Word for word, copy the data that follows and skip its pictures.

Stored items from a collection:
########

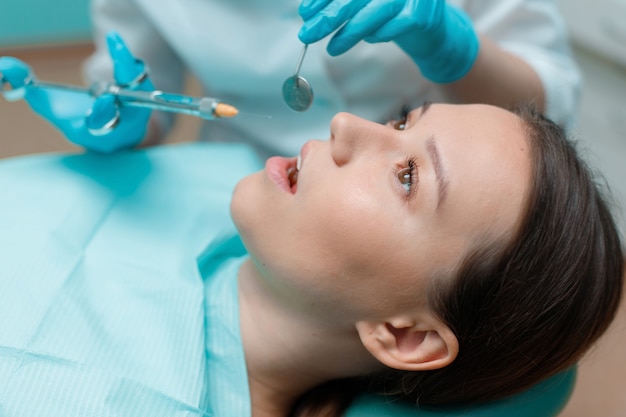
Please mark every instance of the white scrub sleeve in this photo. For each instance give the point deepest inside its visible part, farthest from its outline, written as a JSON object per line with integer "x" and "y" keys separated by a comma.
{"x": 535, "y": 31}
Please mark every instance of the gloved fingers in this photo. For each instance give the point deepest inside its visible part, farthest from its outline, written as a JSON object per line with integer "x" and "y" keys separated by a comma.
{"x": 308, "y": 8}
{"x": 15, "y": 74}
{"x": 364, "y": 25}
{"x": 417, "y": 16}
{"x": 128, "y": 71}
{"x": 104, "y": 115}
{"x": 329, "y": 19}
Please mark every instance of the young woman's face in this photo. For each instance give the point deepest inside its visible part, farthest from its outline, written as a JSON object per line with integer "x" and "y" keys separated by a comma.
{"x": 378, "y": 210}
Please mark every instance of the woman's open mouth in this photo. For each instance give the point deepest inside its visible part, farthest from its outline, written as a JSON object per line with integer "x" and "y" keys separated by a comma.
{"x": 283, "y": 172}
{"x": 292, "y": 175}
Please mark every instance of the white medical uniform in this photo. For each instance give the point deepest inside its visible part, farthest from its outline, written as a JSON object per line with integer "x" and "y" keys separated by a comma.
{"x": 241, "y": 51}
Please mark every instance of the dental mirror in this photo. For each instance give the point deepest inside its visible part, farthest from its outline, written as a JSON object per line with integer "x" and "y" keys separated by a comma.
{"x": 297, "y": 91}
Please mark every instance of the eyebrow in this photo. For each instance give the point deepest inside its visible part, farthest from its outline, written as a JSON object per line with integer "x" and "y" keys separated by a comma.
{"x": 440, "y": 169}
{"x": 438, "y": 165}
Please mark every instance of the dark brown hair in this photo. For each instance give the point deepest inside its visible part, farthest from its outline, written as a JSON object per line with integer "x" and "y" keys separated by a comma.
{"x": 521, "y": 311}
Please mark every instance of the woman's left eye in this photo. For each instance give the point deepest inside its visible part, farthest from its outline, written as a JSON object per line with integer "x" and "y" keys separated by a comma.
{"x": 408, "y": 176}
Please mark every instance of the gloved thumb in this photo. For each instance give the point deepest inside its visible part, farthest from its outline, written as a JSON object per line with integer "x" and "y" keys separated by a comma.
{"x": 103, "y": 116}
{"x": 14, "y": 72}
{"x": 127, "y": 70}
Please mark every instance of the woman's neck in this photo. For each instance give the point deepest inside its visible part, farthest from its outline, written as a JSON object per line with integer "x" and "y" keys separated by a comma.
{"x": 288, "y": 353}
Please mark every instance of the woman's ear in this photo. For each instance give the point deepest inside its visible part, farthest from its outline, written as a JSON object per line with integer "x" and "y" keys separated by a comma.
{"x": 409, "y": 344}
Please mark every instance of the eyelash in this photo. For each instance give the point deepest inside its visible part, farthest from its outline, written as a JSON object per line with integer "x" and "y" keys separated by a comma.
{"x": 410, "y": 170}
{"x": 410, "y": 173}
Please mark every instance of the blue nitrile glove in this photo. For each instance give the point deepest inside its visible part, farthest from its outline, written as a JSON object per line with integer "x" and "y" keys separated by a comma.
{"x": 75, "y": 113}
{"x": 438, "y": 37}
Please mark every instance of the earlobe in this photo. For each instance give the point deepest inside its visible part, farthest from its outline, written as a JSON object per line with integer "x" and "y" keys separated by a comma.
{"x": 408, "y": 344}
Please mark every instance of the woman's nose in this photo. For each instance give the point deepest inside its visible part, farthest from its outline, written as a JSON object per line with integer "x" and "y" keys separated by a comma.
{"x": 350, "y": 136}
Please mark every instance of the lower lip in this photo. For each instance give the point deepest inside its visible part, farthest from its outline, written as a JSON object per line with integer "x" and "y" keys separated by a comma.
{"x": 276, "y": 170}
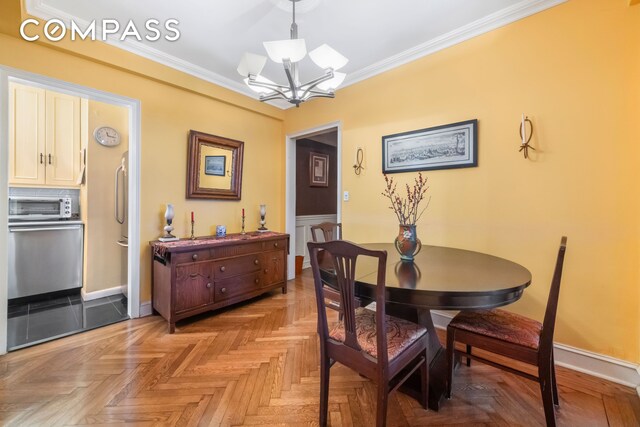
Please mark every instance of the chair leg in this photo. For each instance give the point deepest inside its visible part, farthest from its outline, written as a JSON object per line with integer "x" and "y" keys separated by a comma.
{"x": 450, "y": 359}
{"x": 324, "y": 389}
{"x": 546, "y": 389}
{"x": 383, "y": 400}
{"x": 556, "y": 401}
{"x": 424, "y": 376}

########

- [EXERCISE SOLUTION]:
Please mark every instance of the white scrub sleeve in this photo. For each instance give the point deepest inside its visible part, farthest from its outline, written as a JSON object per line with integer "x" and "y" keys separated by a comma.
{"x": 535, "y": 31}
Please mark every instance of the gloved fingers in this photo. For each instance give the point deepest inside its visible part, farthest from its outline, written as a JSON object per line with integer "x" and "y" keys separated by a comma.
{"x": 308, "y": 8}
{"x": 15, "y": 74}
{"x": 364, "y": 25}
{"x": 417, "y": 16}
{"x": 128, "y": 71}
{"x": 104, "y": 115}
{"x": 329, "y": 19}
Please mark every instance of the young woman's face in this photo. For each instance give the point deepest inside its visible part, farthest from its outline, written as a JSON object per line with integer "x" and "y" keys separated by a comma.
{"x": 378, "y": 210}
Please mark every instance of the woman's open mouth in this photo. For each instance give the point deepest inside its visible part, farthest from its outline, written as a JSON object per line with integer "x" and "y" keys separated by a comma.
{"x": 283, "y": 172}
{"x": 292, "y": 175}
Please mark every instance of the white medical uniform in this photo. For each instance give the point deepest inside its visible part, farthest from its outline, written as a JSON object per line with integer "x" and "y" keys separated by a comma.
{"x": 241, "y": 51}
Please mark every instance of the dental mirror in this photo. For each instance give the point deepest inside its visible part, farthest from its outline, written as a JSON object per line with integer "x" and "y" keys separated by a comma.
{"x": 297, "y": 91}
Please mark every instance of the eyebrow in this photo. For each instance give the point deepest inside its visible part, farthest from its outline, written as a JSON object per line with integer "x" and "y" keys separated by a comma.
{"x": 440, "y": 169}
{"x": 438, "y": 165}
Please mark every instance of the dark brown hair in this photo. For each instance give the point deepest inside its visible part, farthest from its outline, written as a JSON object per line with integer "x" and "y" keys separated by a comma.
{"x": 521, "y": 311}
Please mark every instance of the woman's left eye in this photo. For each instance give the point deepest inside its visible part, farthest from its outline, written as a JSON object per line with integer "x" and "y" keys separated by a comma.
{"x": 408, "y": 176}
Please mark every instance of the gloved thumb in this photo. For each instance give the point deepest inside its visible part, farthest from its outline, written as a JSON object per line with integer "x" and "y" keys separated by a comma.
{"x": 103, "y": 116}
{"x": 14, "y": 72}
{"x": 127, "y": 70}
Please mark every instance of the woman's neck in this photo. For each instance give the point deepest inside its visible part, farthest from its outline, written as a JSON object per line with integer "x" and "y" keys separated by a comma.
{"x": 288, "y": 353}
Please mark every instance of the woman's ear in this photo. For each instance give the point deepest inside its visible part, farthest from its outline, written as a JSON object per line with integer "x" and "y" keys separated by a comma.
{"x": 409, "y": 344}
Please mark every instance of the eyelash in this photo. For each instance give the point deepest inside its visible part, farthest from its outline, written as a JSON object per line with integer "x" and "y" keys separated by a comma.
{"x": 410, "y": 170}
{"x": 410, "y": 173}
Please mark every instance of the blue nitrile glove in this photo. For each instance give the point deepest inside its visible part, farthest from its outline, written as a JSON object per line with integer "x" and "y" keys separated by a comma.
{"x": 75, "y": 113}
{"x": 438, "y": 37}
Please mark every instance of the earlobe in this photo. For each instance give the point deepest inside its visible part, farthest from its outline, written as a JSON object per line with integer "x" and "y" keys separated by a comma.
{"x": 408, "y": 344}
Please mark every instance of the woman's nose in this photo. For each instance give the point deepest inside its visible part, farthest from its outline, written as a JSON object per line with integer "x" and "y" keys separated by a comma.
{"x": 350, "y": 136}
Please mark every instance of the lower lip in this photo. For each instance give the point deepest inside its visible part, farthest from its outline, written as a JSON object per line with integer "x" and "y" keys separated by a comma.
{"x": 276, "y": 170}
Please mark every instance of the chair leg in this photo. For each instance give the point deepest inside its visible part, farthest from its outline, written as a JSON object per line with integer "x" and "y" keys separated by a comma.
{"x": 450, "y": 359}
{"x": 324, "y": 389}
{"x": 546, "y": 389}
{"x": 383, "y": 400}
{"x": 556, "y": 401}
{"x": 424, "y": 376}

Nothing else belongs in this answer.